◆ **Parts of the exercise**
a - In the seaweed article, what is the passage from "The good news" to "of the CoECRS."? Extract it word for word.
b - Which people does the seaweed article name?

Seaweed released chemicals stunting coral growthSeptember 2nd, 2008 - 5:08 pm ICT by IANS
Sydney, Sep 2 (IANS) Seaweeds are releasing chemicals that are stunting the growth of corals, according to a study. Researchers have proved that some seaweeds or algae produce toxic chemical signals that deter coral larvae from settling on reefs devastated by bleaching, storms or other impacts.
The good news is that the clever little coral larvae may also use the algal chemicals to find a good home.
“Seaweeds produce a wide range of chemicals, some of which encourage coral larvae to settle and some of which repel them,” said Laurence McCook of ARC Centre of Excellence for Coral Reef Studies (CoECRS) and the Great Barrier Reef Marine Park Authority.
The research team includes Chico Birrell and Lindsay Harrington, of James Cook University, and Bette Willis (James Cook University) and Guillermo Diaz-Pulido (University of Queensland) of the CoECRS.
Chemicals released by the algae into the water can have a significant impact on the success of coral recovery after damage. “We looked at three kinds of seaweeds and found that a green seaweed called Turtle Weed had a powerful deterrent effect on coral larvae, which refused to settle and appeared stressed.
Larvae had difficulty settling with a second seaweed and a third produced chemicals that actually encouraged coral settlement,” said Willis.
These chemical mechanisms may have important implications for the long-term survival of coral reefs globally and their ability to regenerate after damage from coral bleaching, which is expected to become more frequent and devastating under climate warming, he said.

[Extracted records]
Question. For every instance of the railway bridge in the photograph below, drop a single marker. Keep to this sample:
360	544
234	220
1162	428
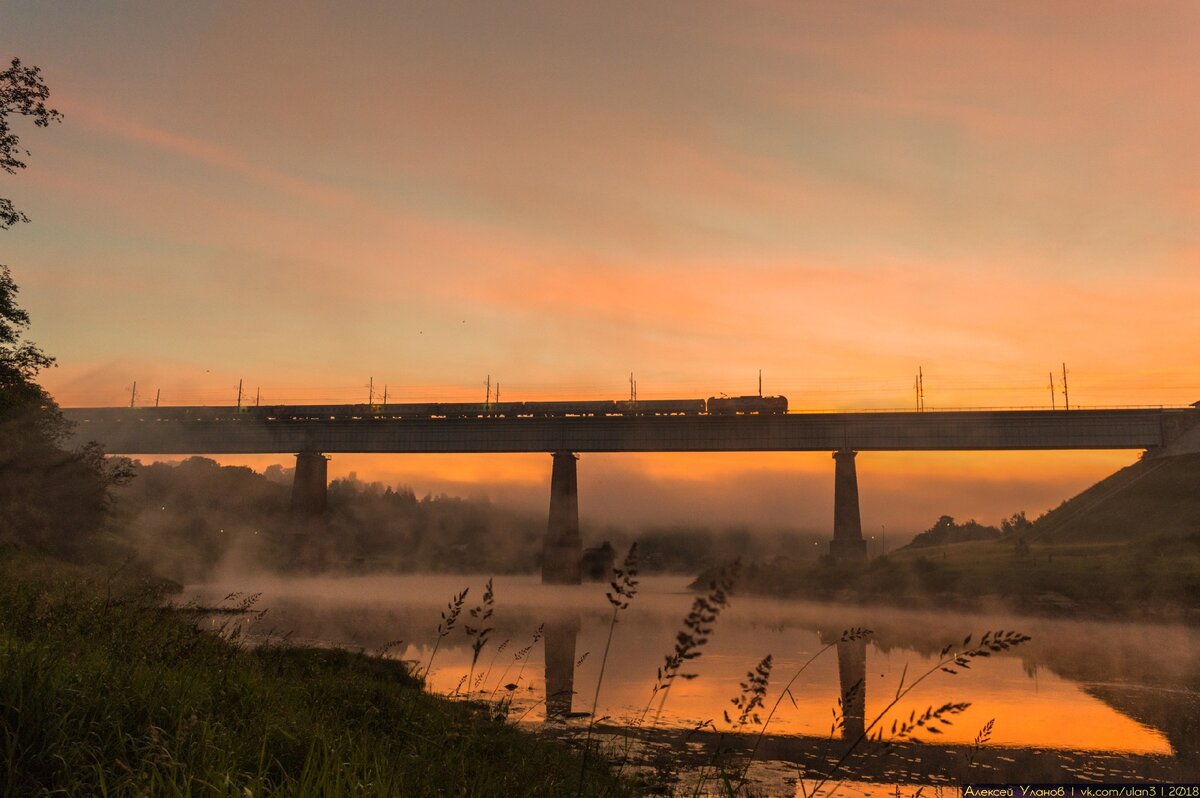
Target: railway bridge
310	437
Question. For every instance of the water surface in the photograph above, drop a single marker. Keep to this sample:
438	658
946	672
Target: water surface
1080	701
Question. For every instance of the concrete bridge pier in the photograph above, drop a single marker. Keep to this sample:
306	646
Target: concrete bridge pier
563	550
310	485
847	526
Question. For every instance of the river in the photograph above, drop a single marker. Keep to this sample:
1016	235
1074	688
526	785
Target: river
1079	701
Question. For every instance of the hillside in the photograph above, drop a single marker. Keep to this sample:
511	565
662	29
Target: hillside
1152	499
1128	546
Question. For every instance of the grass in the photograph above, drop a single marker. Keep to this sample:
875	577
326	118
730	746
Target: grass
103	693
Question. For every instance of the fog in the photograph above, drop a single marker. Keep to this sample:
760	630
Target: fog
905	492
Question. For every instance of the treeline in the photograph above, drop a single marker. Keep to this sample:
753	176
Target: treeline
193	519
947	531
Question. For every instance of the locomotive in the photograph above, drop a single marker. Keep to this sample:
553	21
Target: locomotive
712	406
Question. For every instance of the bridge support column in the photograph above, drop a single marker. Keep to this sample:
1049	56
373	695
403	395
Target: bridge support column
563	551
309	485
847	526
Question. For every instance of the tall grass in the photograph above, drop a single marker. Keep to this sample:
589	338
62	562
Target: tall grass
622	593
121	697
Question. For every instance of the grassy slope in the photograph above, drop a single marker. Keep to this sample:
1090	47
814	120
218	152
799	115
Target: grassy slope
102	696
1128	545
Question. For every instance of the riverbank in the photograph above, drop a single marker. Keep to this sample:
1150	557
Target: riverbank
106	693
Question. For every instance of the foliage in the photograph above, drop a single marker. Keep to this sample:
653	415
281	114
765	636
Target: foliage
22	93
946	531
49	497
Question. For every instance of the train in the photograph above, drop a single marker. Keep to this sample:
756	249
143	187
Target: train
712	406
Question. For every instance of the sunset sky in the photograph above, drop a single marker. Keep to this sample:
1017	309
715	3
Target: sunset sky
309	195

◆ **Activity answers**
a -
The good news is that the clever little coral larvae may also use the algal chemicals to find a good home.
“Seaweeds produce a wide range of chemicals, some of which encourage coral larvae to settle and some of which repel them,” said Laurence McCook of ARC Centre of Excellence for Coral Reef Studies (CoECRS) and the Great Barrier Reef Marine Park Authority.
The research team includes Chico Birrell and Lindsay Harrington, of James Cook University, and Bette Willis (James Cook University) and Guillermo Diaz-Pulido (University of Queensland) of the CoECRS.

b -
Laurence McCook
Chico Birrell
Lindsay Harrington
Bette Willis
Guillermo Diaz-Pulido